Abdulla is also working on another project about how to analyze a machine that is the same architecture but has a liquid cooling solution and the same architecture that has an air-cooled system, working from the facility level, down into the rack level and into the node level.

“He likes it because he’s got all the data in one location,” said Bailey of her colleague. “The thing that’s really nice about PI is that all of these interfaces are different so the PI interface nodes that you connect to these feeder systems that come in – can be SQL, can be HTML, can be Modbus, can be BACnet, can be any type of open protocol and as long as you have the interface node you are able to bring the data in, where we were finding other systems weren’t that flexible. You were having to bring data in, you were either having to manipulate the data first and then bring it in and then we were finding that there was incompatibility with the data, where this is nice because you bring it in and they can come in the PI server and it works really well that way.”
========================================================================
__WORK TO DO__.
**1.** Using the excerpt about bringing data into PI, explain why Bailey considers PI more flexible than the other systems.
**2.** List every protocol that the excerpt about collecting data in PI names as something the interface nodes can use.
**3.** Continue the excerpt about gathering facility, rack and node data with PI from the point where it ends.

__GIVEN RECORDS__.
========================================================================
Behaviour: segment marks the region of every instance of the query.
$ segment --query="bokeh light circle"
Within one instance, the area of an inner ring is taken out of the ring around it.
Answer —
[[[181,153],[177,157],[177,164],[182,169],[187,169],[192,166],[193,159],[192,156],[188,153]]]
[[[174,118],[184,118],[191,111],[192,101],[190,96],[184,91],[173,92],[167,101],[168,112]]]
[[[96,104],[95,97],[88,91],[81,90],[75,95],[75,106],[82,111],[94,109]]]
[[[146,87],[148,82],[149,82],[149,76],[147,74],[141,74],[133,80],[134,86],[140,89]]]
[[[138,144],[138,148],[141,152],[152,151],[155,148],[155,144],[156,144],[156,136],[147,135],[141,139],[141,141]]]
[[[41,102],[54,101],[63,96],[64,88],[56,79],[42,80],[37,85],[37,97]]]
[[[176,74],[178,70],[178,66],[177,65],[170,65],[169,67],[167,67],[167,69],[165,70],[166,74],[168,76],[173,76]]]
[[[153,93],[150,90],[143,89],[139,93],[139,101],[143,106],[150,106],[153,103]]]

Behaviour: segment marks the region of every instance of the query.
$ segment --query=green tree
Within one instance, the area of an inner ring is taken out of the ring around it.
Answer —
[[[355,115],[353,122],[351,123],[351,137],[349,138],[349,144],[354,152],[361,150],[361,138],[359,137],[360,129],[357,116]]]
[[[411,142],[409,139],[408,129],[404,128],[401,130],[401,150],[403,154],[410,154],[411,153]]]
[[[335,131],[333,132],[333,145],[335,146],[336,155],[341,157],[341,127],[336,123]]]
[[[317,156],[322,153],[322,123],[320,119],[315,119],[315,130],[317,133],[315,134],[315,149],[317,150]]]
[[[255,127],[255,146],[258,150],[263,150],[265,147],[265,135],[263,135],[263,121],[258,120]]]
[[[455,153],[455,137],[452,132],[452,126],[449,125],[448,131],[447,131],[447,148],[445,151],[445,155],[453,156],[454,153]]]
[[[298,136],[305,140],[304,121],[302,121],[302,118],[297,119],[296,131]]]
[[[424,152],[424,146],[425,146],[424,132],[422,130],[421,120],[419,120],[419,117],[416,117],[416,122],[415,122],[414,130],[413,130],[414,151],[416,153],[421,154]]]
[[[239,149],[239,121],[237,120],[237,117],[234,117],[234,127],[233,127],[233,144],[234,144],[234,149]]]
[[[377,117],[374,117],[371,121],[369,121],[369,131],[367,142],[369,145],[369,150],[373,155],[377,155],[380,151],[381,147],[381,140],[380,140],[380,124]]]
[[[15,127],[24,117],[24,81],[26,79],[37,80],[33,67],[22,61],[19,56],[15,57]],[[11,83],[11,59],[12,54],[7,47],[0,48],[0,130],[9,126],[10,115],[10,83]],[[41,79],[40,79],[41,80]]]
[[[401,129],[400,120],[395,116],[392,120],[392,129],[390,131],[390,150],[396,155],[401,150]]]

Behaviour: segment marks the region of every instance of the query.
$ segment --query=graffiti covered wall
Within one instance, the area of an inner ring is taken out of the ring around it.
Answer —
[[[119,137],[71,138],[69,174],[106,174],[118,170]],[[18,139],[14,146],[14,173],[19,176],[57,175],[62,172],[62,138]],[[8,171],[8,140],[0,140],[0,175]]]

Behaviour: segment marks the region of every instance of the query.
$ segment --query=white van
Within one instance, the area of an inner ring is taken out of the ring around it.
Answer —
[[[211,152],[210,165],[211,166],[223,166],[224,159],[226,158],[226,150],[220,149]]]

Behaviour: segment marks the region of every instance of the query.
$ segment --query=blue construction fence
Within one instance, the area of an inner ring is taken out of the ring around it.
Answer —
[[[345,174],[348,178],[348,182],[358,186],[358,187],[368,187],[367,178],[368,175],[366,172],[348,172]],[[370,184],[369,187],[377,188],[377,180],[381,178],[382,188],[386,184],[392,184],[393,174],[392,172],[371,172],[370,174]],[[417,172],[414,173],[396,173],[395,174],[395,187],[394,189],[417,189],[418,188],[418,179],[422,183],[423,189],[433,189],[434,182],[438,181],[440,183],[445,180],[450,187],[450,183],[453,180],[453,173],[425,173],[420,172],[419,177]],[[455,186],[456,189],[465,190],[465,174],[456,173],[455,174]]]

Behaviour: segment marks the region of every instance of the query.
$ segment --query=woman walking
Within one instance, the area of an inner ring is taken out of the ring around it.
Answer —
========================================================================
__WRITTEN ANSWERS__.
**1.** Each feeder system connects through a PI interface node, and these nodes can use any open protocol. As long as the interface node exists, the data comes straight into the PI server and works well. With other systems, the data had to be manipulated before it was brought in, and it still ran into incompatibilities.

**2.** SQL, HTML, Modbus, BACnet

**3.**
Bailey said that her team is expecting more use cases and they are looking at grid integration, which provides further assurance of meeting exascale-class power demands. Ghaleb and Bailey are working together on figuring out strategies for fine-grained power management, course-grained power management, job scheduling, back up scheduling, and shutting down and shutting load.

“This is a big topic for us because as we go to exascale and we have a machine that could be 20-30 MW, the difference between the peak and shutting that unit as it goes offline could be huge to the utility,” said Bailey. “We actually met with one of our power providers who also has PI. One of our goals in the future is to have data that we can share amongst ourselves and them – they are also a DOE entity as well – that is huge for us. We are looking at collaboration with them and that’s a big challenge coming up in 2022 – how do we do grid integration with the utility having an exascale machine on the floor, having 20-30 MW in 20,000 sq ft of space, that’s just crazy. How do we take the environmental monitoring system, how do we integrate it to respond to these demand changes and how does the grid integration implementation require energy transactions to the power management system. We’re really heavily involved in that but it’s going to take some time so we use PI a lot on granular studies.”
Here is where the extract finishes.